> STATED EXERCISE:
Please copy out the records word for word, starting at the line with "Locate the red" and running through the last line of the records, with both ends included.

+++

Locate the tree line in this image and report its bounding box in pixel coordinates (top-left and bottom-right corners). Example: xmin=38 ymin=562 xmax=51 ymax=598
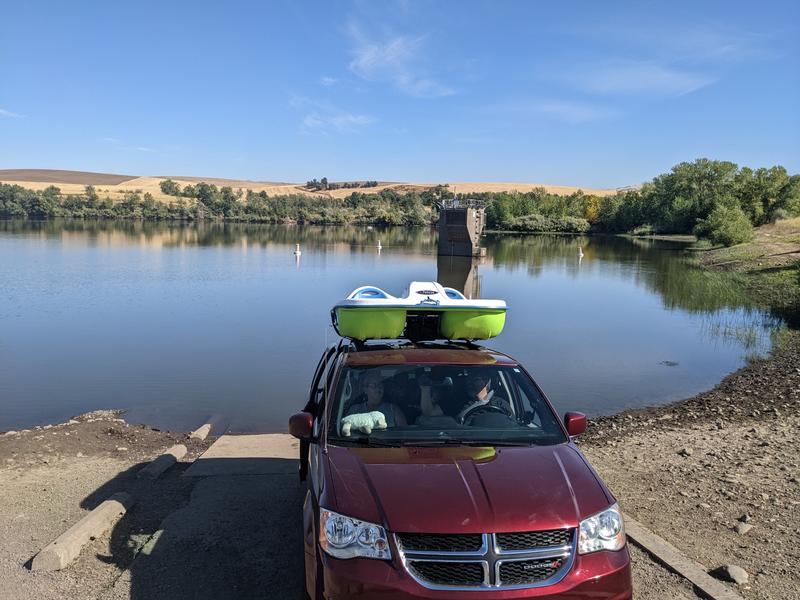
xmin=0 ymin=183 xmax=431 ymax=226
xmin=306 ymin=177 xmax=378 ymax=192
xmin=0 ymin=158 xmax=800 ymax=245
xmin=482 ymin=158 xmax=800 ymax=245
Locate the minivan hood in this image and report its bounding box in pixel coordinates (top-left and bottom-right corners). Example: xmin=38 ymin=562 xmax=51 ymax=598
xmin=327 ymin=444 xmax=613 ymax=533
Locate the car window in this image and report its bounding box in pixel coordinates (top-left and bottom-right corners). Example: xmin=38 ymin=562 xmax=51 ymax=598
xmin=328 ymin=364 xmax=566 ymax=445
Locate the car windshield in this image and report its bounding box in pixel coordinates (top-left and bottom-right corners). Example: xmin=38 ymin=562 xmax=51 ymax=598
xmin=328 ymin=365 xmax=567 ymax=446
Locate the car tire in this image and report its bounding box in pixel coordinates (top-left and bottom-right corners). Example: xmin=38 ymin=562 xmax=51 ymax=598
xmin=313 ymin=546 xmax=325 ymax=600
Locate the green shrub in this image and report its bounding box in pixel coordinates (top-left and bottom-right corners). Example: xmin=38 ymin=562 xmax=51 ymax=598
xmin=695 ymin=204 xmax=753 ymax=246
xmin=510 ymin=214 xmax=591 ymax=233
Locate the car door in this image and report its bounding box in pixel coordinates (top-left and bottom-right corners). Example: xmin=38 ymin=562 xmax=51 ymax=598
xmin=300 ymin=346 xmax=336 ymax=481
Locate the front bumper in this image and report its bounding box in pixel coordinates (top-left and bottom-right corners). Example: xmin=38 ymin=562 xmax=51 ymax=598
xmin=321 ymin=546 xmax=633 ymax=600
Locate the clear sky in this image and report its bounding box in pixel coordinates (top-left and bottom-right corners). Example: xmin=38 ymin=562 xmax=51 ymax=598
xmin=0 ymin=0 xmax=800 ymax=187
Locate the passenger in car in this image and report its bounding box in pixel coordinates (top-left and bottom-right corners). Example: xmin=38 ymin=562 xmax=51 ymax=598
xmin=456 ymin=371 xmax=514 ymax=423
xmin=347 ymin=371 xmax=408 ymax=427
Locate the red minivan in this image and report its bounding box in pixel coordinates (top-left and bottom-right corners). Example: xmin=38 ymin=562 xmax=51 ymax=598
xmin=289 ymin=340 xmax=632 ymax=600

+++

> THE OUTPUT:
Locate the red minivan in this image and report its bounding box in pixel coordinates (top-left and bottom-right corners). Example: xmin=38 ymin=562 xmax=51 ymax=598
xmin=289 ymin=340 xmax=632 ymax=600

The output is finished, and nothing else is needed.